### Text excerpt
○ ○ ○
Open yzengin opened 3 months ago
hello @yzengin
Could you share a minimal Git repository where the issue can be reproduced? Also please provide any error messages or logs you're seeing.
Thank you
@yzengin a video would help us understand your experience. Is this something you can provide?
This is happening on our instance as well running 11.3 ever since the last update, it struggles to load, complaints from end users etc.
@robhamnett if you're able to provide us with information about your current setup (see the Environment section above) and previous setup (before you experienced perf issues), that would be very helpful.
Any further details you can provide will help us, too. For example, does the dashboard in question only rely on the Prometheus data source?
○ ○ ○
### Stored items from a collection
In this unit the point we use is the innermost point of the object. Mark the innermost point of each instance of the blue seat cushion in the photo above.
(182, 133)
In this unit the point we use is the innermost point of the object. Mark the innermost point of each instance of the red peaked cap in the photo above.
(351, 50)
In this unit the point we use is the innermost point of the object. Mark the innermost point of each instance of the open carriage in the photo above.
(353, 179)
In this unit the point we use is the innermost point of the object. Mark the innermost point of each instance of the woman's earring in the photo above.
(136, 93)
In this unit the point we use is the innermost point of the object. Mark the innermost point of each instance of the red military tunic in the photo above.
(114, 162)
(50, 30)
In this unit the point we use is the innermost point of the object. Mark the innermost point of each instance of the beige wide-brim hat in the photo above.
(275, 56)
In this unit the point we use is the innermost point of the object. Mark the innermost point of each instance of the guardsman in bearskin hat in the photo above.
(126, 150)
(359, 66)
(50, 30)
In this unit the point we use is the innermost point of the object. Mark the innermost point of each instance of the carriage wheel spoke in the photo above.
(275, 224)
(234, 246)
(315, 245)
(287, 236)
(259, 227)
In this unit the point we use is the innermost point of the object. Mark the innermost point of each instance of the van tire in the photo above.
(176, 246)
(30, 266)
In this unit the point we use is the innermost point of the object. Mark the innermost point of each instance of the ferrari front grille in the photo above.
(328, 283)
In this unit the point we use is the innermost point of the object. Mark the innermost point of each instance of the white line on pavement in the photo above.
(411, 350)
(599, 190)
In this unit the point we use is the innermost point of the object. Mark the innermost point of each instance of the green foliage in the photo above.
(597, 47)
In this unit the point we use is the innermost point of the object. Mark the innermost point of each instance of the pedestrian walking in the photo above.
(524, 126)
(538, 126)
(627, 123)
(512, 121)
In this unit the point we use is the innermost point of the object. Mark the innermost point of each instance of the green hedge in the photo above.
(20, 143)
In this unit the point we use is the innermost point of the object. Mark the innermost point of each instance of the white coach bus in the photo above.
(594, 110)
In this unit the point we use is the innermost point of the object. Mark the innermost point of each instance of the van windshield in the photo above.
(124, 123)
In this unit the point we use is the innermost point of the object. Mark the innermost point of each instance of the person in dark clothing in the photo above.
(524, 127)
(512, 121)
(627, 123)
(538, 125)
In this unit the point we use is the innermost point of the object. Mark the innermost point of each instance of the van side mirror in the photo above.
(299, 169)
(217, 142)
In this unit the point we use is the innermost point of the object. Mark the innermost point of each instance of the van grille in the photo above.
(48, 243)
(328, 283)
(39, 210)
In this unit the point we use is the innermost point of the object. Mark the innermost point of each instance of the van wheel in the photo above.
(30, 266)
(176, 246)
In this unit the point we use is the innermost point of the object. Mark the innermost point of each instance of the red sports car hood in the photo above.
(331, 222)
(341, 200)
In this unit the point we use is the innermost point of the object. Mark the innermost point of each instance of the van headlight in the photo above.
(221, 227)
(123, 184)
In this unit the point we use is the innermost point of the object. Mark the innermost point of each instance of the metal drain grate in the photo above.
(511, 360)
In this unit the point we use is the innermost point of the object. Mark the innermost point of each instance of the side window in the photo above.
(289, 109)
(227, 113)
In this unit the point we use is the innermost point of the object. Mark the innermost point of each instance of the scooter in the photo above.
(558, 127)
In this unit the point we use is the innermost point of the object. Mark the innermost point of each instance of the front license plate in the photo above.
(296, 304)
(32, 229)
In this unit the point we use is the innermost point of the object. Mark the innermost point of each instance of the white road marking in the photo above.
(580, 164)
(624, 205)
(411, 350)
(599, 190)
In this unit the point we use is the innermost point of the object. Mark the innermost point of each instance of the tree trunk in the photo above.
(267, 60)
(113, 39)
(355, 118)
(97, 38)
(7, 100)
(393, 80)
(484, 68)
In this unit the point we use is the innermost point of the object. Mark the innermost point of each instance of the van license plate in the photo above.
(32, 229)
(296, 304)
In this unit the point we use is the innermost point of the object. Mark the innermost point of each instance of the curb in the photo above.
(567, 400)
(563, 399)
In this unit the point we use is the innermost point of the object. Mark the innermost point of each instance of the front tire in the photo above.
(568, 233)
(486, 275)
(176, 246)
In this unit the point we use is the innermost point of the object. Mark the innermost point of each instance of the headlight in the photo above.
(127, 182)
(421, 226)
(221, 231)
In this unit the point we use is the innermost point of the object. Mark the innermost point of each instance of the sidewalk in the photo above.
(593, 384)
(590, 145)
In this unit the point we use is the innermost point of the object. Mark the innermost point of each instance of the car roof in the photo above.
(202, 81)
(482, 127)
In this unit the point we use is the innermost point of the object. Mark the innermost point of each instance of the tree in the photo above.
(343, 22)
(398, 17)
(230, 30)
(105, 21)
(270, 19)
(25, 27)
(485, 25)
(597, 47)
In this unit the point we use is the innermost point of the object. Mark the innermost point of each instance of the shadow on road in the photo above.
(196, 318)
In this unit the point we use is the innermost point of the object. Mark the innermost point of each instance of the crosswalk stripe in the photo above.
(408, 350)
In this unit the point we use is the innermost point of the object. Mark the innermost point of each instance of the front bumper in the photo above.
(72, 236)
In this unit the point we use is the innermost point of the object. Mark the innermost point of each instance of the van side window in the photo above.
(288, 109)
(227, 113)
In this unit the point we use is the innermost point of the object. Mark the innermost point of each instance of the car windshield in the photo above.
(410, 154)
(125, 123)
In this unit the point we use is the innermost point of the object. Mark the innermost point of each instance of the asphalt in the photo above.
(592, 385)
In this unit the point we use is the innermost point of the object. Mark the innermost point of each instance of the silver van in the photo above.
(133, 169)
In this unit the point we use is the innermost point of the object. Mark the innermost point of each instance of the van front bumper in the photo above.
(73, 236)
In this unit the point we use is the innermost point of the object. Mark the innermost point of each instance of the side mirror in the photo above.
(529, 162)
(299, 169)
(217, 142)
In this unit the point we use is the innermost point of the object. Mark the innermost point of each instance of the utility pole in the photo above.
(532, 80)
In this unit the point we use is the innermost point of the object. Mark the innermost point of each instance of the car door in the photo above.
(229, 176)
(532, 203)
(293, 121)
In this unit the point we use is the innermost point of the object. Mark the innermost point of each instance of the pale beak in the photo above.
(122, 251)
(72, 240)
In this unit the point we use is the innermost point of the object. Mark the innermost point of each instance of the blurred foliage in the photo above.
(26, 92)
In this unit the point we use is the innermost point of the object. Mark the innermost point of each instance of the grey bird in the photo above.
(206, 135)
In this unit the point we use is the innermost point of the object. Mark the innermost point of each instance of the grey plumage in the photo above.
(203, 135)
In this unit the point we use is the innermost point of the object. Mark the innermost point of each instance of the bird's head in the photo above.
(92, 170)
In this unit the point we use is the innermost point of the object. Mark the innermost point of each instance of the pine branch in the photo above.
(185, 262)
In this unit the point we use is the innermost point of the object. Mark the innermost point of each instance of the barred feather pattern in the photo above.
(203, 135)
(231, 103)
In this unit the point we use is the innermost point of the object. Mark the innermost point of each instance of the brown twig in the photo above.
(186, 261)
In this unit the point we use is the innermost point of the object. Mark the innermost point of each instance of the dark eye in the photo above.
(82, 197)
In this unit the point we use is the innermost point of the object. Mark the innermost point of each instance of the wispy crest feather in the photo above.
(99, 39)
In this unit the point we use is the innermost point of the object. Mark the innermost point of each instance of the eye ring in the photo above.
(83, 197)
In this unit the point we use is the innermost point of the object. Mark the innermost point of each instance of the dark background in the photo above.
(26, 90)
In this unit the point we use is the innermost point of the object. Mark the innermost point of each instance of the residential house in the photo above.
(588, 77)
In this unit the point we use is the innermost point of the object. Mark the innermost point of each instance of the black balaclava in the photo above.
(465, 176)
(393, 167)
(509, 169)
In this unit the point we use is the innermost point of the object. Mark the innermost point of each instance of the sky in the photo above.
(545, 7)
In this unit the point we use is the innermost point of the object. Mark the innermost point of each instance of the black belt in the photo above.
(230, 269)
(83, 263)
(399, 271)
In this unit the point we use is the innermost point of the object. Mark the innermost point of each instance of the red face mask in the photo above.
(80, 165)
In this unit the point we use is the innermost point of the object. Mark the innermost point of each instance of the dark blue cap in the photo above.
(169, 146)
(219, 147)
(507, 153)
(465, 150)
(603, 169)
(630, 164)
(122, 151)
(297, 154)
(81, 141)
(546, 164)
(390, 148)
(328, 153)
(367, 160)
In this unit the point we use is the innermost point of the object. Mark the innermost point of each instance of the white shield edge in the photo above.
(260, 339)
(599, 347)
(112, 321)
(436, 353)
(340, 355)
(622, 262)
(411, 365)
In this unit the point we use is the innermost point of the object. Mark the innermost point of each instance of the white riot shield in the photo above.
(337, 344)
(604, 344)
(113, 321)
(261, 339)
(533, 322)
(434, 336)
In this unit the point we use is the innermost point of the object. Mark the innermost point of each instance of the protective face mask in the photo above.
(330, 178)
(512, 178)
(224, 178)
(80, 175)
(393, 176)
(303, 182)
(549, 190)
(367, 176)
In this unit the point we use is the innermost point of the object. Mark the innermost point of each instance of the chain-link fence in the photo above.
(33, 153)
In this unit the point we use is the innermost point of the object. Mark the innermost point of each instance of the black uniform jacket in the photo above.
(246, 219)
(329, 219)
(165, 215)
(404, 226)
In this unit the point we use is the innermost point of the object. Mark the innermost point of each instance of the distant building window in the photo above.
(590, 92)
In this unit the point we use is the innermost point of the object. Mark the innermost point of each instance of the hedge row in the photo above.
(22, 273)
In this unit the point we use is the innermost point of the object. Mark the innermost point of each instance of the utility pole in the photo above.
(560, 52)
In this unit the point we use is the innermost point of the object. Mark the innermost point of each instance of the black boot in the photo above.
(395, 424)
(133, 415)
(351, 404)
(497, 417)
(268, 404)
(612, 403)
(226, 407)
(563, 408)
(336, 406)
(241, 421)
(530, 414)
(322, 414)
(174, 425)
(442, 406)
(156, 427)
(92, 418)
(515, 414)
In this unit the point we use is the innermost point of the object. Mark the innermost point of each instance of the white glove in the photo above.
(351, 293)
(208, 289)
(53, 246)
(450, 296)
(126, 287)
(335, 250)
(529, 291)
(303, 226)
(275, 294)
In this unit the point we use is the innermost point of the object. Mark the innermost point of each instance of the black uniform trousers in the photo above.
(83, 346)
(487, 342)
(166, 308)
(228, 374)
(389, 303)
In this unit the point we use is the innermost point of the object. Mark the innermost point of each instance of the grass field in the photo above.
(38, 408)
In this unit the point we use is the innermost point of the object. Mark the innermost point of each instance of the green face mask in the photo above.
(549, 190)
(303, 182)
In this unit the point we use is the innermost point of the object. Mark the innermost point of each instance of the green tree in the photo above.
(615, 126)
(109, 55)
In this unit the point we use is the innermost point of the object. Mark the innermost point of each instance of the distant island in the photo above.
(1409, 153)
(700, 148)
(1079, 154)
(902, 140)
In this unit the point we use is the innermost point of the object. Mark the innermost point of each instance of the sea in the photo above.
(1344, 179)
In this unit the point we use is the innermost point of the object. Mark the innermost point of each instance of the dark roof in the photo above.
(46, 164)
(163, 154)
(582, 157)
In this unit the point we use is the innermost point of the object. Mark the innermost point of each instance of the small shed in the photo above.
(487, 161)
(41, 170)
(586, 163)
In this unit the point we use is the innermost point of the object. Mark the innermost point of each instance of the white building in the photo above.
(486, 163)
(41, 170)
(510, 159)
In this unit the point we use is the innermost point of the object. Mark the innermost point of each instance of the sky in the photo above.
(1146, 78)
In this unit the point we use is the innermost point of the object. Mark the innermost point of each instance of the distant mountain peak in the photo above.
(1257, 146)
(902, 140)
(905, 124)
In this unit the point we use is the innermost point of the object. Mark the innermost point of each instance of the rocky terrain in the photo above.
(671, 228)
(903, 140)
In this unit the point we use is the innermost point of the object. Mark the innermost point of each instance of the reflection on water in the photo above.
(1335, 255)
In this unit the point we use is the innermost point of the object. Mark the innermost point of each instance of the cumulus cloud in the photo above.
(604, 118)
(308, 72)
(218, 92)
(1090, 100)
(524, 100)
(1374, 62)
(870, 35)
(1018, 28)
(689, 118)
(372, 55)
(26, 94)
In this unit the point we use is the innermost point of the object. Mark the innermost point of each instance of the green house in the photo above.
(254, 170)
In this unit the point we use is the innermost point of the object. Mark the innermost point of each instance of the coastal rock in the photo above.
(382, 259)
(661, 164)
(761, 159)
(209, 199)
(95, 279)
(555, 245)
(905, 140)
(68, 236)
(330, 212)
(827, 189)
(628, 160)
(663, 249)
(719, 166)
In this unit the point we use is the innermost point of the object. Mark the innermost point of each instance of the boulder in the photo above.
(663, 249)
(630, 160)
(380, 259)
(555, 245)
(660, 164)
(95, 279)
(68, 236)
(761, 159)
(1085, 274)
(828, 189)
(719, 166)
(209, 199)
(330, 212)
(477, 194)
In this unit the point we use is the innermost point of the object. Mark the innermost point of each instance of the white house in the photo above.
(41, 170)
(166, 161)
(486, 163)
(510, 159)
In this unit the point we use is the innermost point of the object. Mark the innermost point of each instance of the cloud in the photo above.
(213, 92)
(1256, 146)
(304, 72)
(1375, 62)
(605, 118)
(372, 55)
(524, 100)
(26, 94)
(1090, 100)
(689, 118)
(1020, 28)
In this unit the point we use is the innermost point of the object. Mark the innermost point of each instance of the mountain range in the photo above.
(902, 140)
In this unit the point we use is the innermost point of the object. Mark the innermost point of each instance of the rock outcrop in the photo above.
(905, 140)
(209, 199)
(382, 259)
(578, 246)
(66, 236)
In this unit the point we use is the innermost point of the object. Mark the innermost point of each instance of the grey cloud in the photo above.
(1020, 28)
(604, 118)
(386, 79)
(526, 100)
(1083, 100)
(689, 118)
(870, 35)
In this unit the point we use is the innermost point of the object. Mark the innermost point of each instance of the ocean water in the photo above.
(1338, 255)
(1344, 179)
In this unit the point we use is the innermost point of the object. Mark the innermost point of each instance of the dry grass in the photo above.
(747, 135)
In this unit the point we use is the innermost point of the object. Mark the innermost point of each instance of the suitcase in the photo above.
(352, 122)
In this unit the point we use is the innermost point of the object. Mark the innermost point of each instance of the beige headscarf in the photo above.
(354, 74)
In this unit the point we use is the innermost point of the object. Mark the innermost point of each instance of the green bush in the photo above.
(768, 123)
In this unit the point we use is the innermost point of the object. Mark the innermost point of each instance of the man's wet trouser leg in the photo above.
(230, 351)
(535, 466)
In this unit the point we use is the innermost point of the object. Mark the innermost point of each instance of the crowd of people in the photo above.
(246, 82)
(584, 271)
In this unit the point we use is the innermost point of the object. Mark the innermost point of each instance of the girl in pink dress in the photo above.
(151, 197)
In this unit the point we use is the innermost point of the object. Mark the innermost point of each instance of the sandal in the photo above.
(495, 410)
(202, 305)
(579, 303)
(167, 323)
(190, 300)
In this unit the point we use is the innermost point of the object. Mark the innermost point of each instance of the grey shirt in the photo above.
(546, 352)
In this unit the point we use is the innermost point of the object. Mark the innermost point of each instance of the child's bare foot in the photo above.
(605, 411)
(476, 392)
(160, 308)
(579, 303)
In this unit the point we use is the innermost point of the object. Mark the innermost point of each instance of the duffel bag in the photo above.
○ ○ ○
### Description of the task
Quote the forum thread above from "This is happening" to "Prometheus data source?".

### Exercise answer
This is happening on our instance as well running 11.3 ever since the last update, it struggles to load, complaints from end users etc.
@robhamnett if you're able to provide us with information about your current setup (see the Environment section above) and previous setup (before you experienced perf issues), that would be very helpful.
Any further details you can provide will help us, too. For example, does the dashboard in question only rely on the Prometheus data source?